Context. In Japan, the raccoon is an invasive, non-native mammal that causes significant agricultural damage and impacts on native biodiversity throughout the country. Local governments are mainly responsible for raccoon management. Intensive control campaigns focused on the early invasion stage have controlled raccoons in some regions but, generally, there are very few regions where raccoon numbers have been reduced sustainably, and no raccoon populations have been eradicated.
Aims. To improve national management of raccoons and canvass the opinions and perceptions of local government officers involved in raccoon control, and to review the efficiency and effectiveness of raccoon management strategies.
Methods. A questionnaire survey of 47 prefectural and 366 municipal governments was conducted, regarding raccoon management measures, during 2012 and 2013. The survey covered two topics: (1) management difficulties experienced by officers; and (2) details of the current raccoon management regime.
Key results. Efforts to manage raccoon populations have encountered some difficulties, including shortages of raccoon control officers, funding, expertise in raccoon biology and management, and lack of information about the invasion status of local raccoon populations and ecological traits of raccoons. Prefectures not currently managing raccoons indicated that they suffered from a lack of appropriate management procedures. However, current management programs were not generally functioning efficiently or effectively because many local governments did not implement appropriate monitoring. About 70% of local governments did not set control target indices, and there were very few quantitative datasets that could be used to measure the effectiveness of control in reducing raccoon impacts.

**DATA SUPPLIED**
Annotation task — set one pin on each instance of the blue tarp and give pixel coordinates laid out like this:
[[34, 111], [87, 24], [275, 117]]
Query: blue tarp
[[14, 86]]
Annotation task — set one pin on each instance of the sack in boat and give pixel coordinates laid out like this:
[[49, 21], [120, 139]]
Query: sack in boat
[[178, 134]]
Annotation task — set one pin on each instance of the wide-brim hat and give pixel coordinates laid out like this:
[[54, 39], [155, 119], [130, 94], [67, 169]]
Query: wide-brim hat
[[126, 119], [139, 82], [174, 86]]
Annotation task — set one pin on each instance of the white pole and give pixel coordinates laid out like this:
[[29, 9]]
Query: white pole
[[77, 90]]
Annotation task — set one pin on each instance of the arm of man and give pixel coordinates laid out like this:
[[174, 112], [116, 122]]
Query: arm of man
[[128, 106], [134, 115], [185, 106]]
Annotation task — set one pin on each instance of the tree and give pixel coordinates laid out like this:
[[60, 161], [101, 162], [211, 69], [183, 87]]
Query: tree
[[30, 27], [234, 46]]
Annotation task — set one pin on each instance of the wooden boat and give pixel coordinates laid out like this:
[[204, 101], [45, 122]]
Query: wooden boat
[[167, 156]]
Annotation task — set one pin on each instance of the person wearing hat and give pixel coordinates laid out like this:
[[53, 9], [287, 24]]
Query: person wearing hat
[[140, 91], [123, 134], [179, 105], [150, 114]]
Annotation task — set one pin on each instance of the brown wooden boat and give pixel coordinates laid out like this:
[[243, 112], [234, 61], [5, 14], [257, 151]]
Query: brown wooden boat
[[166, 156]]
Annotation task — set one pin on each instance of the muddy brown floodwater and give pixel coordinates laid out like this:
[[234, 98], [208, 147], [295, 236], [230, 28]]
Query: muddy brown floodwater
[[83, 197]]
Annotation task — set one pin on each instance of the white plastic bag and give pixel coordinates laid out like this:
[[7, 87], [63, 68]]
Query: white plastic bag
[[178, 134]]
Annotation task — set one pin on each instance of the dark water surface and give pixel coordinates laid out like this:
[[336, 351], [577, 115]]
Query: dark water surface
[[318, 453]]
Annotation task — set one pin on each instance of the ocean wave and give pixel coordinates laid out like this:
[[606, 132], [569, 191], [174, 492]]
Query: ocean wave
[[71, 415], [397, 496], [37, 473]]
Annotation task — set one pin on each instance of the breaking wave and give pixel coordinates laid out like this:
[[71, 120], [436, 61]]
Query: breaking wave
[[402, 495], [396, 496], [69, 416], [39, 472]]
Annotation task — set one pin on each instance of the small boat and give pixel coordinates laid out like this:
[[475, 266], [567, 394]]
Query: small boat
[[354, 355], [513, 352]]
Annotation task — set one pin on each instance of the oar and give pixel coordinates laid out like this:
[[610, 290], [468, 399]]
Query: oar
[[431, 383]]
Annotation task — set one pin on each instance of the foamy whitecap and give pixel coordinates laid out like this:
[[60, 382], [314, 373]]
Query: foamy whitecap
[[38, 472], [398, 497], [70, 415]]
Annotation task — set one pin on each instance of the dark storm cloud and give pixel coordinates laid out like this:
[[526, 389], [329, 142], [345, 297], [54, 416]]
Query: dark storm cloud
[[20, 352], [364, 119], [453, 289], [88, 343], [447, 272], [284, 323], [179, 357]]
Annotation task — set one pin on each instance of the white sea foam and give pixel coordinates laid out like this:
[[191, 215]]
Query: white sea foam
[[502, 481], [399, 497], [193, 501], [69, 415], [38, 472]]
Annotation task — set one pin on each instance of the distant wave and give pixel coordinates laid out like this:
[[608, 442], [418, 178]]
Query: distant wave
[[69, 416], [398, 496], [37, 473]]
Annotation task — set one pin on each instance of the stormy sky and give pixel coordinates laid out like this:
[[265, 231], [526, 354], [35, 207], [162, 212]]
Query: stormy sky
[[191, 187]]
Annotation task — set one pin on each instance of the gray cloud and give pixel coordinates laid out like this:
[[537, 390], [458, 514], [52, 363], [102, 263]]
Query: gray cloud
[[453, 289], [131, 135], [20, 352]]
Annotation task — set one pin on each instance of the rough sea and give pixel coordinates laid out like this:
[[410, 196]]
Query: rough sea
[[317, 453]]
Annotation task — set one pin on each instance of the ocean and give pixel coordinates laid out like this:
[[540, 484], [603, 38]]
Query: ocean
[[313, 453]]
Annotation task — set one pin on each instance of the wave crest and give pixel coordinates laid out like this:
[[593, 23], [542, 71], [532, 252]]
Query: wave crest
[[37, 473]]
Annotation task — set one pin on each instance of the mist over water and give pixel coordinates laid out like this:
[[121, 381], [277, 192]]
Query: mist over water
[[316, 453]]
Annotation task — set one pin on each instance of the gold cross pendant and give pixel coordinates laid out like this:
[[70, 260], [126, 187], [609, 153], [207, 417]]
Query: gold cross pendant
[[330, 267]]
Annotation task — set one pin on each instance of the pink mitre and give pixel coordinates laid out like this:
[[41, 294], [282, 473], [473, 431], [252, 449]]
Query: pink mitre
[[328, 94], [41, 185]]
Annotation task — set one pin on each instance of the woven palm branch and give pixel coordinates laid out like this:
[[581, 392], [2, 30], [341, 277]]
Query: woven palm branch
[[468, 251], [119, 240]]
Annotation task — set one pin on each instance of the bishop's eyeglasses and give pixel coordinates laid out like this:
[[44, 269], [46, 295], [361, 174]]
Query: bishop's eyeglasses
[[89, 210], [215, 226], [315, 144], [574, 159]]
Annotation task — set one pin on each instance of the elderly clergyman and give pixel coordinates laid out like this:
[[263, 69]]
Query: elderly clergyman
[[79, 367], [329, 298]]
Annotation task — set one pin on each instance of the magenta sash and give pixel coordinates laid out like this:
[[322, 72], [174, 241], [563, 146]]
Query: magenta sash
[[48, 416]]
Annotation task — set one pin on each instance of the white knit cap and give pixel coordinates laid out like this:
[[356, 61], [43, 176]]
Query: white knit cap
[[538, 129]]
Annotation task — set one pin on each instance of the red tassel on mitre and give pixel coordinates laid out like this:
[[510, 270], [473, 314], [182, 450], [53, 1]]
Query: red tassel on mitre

**ACTIVITY**
According to the raccoon management abstract, what are local governments short of in their efforts to manage raccoons? List every item. The rows have nothing to do with the raccoon management abstract.

**WORKED SOLUTION**
- Raccoon control officers
- Funding
- Expertise in raccoon biology and management